- _Exercise directions_:
Can you quote, word for word, the entries below starting at the line that contains "point: blue wing" and ending at the last line of the entries, with both ends included?

(Entries excerpted from a collection)
>>>

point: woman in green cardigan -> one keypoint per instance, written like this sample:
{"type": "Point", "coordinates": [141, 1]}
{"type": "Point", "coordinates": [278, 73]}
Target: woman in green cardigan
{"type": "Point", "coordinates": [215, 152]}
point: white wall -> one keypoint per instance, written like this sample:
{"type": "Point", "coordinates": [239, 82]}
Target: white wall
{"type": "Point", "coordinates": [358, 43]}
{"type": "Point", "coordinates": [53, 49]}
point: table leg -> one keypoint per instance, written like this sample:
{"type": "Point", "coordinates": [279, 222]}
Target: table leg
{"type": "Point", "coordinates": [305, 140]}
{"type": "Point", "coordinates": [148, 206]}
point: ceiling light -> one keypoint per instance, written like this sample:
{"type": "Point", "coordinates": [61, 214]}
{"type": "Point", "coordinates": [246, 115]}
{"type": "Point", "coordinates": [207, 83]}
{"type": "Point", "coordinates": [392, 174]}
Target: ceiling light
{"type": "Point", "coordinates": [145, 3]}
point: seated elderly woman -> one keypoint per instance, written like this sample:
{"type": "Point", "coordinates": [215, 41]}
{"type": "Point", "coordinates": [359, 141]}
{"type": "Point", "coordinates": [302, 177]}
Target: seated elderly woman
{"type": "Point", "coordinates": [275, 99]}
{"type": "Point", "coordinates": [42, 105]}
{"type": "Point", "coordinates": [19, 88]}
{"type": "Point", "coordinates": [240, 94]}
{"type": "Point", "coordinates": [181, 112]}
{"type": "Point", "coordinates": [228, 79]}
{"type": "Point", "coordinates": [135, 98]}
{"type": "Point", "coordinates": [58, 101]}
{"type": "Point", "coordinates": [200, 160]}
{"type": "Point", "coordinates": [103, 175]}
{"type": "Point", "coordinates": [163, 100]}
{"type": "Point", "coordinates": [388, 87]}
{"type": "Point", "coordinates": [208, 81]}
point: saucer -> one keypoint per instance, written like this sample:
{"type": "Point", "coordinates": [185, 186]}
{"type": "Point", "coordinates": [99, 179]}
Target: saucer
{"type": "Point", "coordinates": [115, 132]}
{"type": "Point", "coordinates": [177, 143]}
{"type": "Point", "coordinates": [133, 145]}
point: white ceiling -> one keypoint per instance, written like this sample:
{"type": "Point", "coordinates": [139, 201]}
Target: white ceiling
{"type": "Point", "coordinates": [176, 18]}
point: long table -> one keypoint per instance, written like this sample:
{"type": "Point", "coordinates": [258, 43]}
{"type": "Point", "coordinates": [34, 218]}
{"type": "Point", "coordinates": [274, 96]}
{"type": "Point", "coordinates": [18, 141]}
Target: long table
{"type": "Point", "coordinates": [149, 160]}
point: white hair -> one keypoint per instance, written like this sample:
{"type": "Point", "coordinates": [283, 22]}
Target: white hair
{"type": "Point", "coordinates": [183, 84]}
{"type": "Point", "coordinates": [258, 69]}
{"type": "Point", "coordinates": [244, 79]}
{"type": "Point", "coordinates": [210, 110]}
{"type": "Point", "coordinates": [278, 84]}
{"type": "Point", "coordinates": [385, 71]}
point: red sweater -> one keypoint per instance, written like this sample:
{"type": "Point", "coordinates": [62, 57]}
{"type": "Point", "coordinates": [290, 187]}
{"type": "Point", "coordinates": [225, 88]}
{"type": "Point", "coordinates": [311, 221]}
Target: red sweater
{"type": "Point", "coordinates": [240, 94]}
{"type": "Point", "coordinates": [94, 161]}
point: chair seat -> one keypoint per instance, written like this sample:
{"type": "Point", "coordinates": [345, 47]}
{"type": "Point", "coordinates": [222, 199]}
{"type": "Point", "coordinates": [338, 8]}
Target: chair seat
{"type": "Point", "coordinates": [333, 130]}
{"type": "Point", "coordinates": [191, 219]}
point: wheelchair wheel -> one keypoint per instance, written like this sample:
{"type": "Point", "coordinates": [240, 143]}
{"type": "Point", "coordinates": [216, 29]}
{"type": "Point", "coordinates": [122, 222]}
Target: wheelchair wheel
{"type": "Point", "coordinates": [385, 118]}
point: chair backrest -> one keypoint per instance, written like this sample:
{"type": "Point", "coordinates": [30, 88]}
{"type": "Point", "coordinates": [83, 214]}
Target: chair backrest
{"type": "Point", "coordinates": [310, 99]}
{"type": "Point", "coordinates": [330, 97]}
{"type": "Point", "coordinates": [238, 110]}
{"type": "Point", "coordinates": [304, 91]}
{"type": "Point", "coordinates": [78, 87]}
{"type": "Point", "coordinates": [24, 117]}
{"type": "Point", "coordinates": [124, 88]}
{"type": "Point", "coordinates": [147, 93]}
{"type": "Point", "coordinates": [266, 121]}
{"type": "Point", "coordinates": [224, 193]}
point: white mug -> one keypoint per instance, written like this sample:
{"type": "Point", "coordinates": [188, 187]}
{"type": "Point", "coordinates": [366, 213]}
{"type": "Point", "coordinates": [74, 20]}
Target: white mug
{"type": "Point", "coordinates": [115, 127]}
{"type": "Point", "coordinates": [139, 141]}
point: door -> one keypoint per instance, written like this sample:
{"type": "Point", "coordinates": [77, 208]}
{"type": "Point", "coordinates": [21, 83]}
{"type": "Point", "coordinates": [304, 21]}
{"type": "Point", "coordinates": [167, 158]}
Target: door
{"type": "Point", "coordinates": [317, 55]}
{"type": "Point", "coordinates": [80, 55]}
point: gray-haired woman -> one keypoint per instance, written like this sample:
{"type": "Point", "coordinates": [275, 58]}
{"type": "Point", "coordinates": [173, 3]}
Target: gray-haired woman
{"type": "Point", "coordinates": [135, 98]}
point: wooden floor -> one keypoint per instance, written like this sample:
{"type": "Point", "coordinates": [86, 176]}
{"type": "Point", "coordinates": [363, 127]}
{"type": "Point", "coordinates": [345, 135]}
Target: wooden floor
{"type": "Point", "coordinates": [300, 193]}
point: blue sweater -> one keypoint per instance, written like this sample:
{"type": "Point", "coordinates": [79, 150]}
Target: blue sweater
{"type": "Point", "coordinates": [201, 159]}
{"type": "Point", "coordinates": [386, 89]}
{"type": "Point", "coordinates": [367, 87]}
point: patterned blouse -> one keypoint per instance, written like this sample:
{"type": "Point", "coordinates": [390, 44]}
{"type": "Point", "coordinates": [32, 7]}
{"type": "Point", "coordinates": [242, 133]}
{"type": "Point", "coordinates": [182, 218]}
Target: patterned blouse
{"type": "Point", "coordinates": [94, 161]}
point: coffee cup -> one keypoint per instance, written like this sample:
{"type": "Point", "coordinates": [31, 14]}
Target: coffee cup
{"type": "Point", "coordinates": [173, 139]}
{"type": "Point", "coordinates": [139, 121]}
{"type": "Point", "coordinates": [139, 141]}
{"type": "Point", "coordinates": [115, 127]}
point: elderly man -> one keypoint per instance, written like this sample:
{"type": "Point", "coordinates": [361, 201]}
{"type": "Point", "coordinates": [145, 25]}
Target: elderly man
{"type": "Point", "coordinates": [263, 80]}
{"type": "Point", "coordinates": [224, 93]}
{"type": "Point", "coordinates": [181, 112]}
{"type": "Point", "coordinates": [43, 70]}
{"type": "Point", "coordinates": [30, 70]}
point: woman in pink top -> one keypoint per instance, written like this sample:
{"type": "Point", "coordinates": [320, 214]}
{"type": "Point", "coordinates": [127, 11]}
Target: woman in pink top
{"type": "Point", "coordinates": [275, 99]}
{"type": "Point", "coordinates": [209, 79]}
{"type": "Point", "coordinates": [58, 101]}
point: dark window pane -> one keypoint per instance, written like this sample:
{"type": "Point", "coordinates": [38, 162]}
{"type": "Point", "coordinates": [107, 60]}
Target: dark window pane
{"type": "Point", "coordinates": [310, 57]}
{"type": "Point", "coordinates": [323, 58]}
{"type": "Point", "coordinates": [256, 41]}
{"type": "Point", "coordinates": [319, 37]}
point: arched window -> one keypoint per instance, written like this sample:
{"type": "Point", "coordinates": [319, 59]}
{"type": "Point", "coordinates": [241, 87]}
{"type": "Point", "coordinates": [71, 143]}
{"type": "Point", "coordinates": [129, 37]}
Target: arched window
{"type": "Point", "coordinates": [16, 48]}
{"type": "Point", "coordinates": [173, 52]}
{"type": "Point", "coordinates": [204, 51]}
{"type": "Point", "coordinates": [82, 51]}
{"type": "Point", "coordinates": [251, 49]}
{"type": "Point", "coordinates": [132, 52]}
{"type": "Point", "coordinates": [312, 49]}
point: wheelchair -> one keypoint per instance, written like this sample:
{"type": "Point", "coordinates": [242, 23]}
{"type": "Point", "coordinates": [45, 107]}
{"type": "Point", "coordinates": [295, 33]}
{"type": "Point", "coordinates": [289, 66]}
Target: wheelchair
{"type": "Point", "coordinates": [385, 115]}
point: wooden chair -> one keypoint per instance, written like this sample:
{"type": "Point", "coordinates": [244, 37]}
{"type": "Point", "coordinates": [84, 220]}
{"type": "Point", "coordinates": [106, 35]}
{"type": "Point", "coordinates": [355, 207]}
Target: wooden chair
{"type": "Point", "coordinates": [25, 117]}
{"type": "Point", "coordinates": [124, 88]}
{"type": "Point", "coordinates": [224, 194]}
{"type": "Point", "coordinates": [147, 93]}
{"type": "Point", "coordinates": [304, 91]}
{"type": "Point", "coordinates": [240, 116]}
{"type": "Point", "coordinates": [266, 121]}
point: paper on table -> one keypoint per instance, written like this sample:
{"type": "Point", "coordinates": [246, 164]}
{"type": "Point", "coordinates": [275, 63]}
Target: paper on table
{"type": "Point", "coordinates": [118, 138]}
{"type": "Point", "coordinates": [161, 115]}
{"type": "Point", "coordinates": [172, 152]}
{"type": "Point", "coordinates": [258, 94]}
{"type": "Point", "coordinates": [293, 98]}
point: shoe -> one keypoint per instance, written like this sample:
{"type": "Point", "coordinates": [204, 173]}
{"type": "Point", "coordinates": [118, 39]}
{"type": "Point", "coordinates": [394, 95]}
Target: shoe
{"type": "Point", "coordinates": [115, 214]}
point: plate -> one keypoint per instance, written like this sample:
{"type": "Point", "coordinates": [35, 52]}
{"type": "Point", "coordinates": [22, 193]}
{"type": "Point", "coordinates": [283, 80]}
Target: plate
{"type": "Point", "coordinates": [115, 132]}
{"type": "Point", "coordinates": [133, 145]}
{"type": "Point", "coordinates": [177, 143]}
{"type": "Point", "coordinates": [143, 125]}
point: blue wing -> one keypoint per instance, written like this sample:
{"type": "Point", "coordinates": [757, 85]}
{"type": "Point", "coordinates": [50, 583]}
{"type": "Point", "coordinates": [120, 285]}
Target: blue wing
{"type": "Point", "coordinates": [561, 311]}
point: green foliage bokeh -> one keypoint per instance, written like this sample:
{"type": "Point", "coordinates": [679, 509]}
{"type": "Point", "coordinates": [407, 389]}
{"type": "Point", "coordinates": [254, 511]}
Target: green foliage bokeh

<<<

- _Finished answer_:
point: blue wing -> one keypoint per instance, written like this sample:
{"type": "Point", "coordinates": [757, 85]}
{"type": "Point", "coordinates": [50, 583]}
{"type": "Point", "coordinates": [120, 285]}
Target: blue wing
{"type": "Point", "coordinates": [561, 311]}
point: green foliage bokeh -> one keypoint per instance, written like this sample:
{"type": "Point", "coordinates": [679, 509]}
{"type": "Point", "coordinates": [407, 389]}
{"type": "Point", "coordinates": [254, 511]}
Target: green foliage bokeh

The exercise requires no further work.